• 任务要求: 请一字不差地抄录下方YOLOX代码讲解节选中的一段,从“训练阶段数据格式:在data”开始,到“fpn_outs = self.backbone(x)”为止,包括“fpn_outs = self.backbone(x)”在内。

• 正文节选:

>>

2.2 可视化函数(yolox.utils/vis)

def vis(img, boxes, scores, cls_ids, conf=0.5, class_names=None):

    for i in range(len(boxes)):
        box = boxes[i]
        cls_id = int(cls_ids[i])
        score = scores[i]
        if score < conf:
            continue
        x0 = int(box[0])
        y0 = int(box[1])
        x1 = int(box[2])
        y1 = int(box[3])

        color = (_COLORS[cls_id] * 255).astype(np.uint8).tolist()
        text = '{}:{:.1f}%'.format(class_names[cls_id], score * 100)
        txt_color = (0, 0, 0) if np.mean(_COLORS[cls_id]) > 0.5 else (255, 255, 255)
        font = cv2.FONT_HERSHEY_SIMPLEX

        txt_size = cv2.getTextSize(text, font, 0.4, 1)[0]
        cv2.rectangle(img, (x0, y0), (x1, y1), color, 2)

        txt_bk_color = (_COLORS[cls_id] * 255 * 0.7).astype(np.uint8).tolist()
        cv2.rectangle(
            img,
            (x0, y0 + 1),
            (x0 + txt_size[0] + 1, y0 + int(1.5*txt_size[1])),
            txt_bk_color,
            -1
        )
        cv2.putText(img, text, (x0, y0 + txt_size[1]), font, 0.4, txt_color, thickness=1)

    return img

二、训练

训练阶段数据格式:在datadets/VOCdevkit/VOC2007/文件夹中存放三个文件夹,分别为:JPEGImages(若干张jpg图像)Annotations(对应的若干个xml标注)ImageSets文件夹。
训练从train.py第line 110进入trainer.train()


yolox.py line30:

fpn_outs = self.backbone(x)

      if self.training:
          assert targets is not None
          loss, iou_loss, conf_loss, cls_loss, l1_loss, num_fg = self.head(
              fpn_outs, targets, x
          )
          outputs = {
              "total_loss": loss,
              "iou_loss": iou_loss,
              "l1_loss": l1_loss,
              "conf_loss": conf_loss,
              "cls_loss": cls_loss,
              "num_fg": num_fg,
          }
      else:
          outputs = self.head(fpn_outs)                 # Iou损失、类别与置信度损失

      return outputs

3.self.head (get_losses)

<<

(已保存的数据条目)
>>

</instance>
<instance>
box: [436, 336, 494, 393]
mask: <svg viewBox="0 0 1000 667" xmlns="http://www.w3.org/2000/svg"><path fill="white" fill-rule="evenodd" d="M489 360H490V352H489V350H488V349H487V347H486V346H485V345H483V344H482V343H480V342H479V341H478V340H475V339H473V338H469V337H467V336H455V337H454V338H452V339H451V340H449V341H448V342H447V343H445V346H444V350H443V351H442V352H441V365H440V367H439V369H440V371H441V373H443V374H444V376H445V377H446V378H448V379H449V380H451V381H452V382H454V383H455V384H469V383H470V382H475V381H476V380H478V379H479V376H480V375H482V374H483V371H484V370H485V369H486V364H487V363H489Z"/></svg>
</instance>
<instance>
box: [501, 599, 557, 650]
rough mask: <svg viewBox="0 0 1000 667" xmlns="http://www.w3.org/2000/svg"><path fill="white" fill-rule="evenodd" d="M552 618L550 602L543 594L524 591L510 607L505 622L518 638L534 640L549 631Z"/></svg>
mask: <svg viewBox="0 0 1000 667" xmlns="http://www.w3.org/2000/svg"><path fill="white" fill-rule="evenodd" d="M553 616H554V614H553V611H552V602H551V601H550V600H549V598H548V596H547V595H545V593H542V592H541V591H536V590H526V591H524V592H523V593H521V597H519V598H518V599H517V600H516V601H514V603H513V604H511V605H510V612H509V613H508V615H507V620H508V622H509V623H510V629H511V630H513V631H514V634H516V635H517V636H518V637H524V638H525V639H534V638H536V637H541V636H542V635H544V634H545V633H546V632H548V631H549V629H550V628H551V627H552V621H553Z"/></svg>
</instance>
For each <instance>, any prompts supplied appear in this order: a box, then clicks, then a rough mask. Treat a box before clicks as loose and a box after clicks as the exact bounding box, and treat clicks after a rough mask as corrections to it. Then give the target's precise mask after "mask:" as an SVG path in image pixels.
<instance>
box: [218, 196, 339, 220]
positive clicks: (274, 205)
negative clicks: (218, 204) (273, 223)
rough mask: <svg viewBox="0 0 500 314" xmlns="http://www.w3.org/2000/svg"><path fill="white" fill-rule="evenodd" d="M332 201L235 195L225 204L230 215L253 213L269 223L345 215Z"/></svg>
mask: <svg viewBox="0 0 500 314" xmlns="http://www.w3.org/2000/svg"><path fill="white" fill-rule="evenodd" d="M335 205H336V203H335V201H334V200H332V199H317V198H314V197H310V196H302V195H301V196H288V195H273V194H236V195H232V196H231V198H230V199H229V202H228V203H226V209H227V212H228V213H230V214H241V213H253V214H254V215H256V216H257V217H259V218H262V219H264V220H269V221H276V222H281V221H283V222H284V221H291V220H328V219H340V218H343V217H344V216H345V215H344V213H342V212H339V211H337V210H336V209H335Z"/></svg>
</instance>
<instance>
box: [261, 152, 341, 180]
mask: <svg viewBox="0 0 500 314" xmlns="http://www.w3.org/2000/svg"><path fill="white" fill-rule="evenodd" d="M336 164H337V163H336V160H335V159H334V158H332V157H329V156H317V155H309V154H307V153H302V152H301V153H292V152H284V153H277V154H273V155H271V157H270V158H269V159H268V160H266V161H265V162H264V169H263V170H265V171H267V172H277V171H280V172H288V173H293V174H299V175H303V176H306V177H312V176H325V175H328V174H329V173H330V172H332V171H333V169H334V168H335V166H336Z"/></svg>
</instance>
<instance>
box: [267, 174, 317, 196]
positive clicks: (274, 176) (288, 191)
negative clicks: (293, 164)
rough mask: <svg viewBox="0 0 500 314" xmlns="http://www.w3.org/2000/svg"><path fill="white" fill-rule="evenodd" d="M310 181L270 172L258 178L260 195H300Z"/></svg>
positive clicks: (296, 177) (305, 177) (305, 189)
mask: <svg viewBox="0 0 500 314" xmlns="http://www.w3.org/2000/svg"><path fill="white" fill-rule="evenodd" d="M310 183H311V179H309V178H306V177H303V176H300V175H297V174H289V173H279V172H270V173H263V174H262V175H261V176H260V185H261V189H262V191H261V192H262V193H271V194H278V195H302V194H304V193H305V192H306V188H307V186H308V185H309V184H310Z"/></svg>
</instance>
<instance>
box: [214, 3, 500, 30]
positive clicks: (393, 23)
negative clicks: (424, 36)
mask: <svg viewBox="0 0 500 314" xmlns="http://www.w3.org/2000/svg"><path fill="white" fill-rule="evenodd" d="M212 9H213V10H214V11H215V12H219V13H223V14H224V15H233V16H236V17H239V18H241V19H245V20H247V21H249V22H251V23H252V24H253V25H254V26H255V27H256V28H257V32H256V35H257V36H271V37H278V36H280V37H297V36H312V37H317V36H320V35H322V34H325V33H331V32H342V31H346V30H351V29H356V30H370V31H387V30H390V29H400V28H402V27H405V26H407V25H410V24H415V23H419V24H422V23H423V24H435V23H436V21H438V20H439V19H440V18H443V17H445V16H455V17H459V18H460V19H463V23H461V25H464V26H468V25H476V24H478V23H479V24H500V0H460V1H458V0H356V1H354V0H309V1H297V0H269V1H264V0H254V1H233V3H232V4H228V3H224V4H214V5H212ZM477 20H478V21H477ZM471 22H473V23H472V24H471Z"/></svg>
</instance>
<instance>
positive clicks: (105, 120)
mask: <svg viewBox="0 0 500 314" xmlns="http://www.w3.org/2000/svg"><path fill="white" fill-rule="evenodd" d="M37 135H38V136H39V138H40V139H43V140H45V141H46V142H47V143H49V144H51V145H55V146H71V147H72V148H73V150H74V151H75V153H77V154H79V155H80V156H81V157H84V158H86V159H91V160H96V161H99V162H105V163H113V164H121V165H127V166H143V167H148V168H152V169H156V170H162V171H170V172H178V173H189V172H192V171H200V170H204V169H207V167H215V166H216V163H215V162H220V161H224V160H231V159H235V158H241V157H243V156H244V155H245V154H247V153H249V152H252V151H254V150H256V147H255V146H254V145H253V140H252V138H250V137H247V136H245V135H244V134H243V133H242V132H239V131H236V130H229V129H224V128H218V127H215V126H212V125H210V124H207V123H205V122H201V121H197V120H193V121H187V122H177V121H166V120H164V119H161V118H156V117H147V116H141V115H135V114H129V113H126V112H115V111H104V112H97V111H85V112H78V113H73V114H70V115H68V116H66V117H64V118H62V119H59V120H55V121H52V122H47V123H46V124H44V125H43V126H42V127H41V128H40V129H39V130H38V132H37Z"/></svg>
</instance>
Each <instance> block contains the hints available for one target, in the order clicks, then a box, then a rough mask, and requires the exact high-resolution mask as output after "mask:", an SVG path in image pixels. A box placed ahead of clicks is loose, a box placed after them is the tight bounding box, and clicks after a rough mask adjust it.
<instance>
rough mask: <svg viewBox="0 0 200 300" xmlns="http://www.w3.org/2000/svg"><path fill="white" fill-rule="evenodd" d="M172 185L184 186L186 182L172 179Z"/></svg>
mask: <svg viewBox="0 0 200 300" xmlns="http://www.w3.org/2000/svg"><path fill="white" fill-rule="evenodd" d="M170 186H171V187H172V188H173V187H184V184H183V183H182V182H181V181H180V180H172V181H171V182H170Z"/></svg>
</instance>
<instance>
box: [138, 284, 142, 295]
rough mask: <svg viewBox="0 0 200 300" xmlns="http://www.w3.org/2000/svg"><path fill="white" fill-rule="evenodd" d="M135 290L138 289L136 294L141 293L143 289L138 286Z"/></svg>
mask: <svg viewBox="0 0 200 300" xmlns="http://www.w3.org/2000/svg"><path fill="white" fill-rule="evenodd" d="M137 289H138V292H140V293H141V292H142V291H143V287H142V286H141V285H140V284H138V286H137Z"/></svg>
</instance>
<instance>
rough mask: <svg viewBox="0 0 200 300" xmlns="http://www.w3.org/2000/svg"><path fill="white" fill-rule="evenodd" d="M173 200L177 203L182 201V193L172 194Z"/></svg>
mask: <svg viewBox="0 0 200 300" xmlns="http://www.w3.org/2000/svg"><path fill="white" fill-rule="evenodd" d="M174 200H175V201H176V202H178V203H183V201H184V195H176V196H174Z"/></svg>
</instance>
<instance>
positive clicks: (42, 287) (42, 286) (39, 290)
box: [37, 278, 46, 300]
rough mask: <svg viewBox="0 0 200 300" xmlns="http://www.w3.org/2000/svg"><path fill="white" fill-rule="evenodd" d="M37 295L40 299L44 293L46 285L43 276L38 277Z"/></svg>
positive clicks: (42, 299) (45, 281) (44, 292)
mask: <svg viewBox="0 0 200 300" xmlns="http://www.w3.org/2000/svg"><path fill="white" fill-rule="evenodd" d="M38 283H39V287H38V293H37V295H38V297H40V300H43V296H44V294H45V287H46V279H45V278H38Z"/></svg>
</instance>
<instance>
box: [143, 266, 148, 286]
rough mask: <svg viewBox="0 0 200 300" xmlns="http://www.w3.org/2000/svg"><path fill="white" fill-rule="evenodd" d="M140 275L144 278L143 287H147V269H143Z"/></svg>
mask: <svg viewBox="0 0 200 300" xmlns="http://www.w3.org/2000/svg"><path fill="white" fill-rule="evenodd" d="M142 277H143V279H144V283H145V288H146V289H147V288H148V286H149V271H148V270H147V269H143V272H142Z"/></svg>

<<

• 本题结果:
训练阶段数据格式:在datadets/VOCdevkit/VOC2007/文件夹中存放三个文件夹,分别为:JPEGImages(若干张jpg图像)Annotations(对应的若干个xml标注)ImageSets文件夹。
训练从train.py第line 110进入trainer.train()


yolox.py line30:

fpn_outs = self.backbone(x)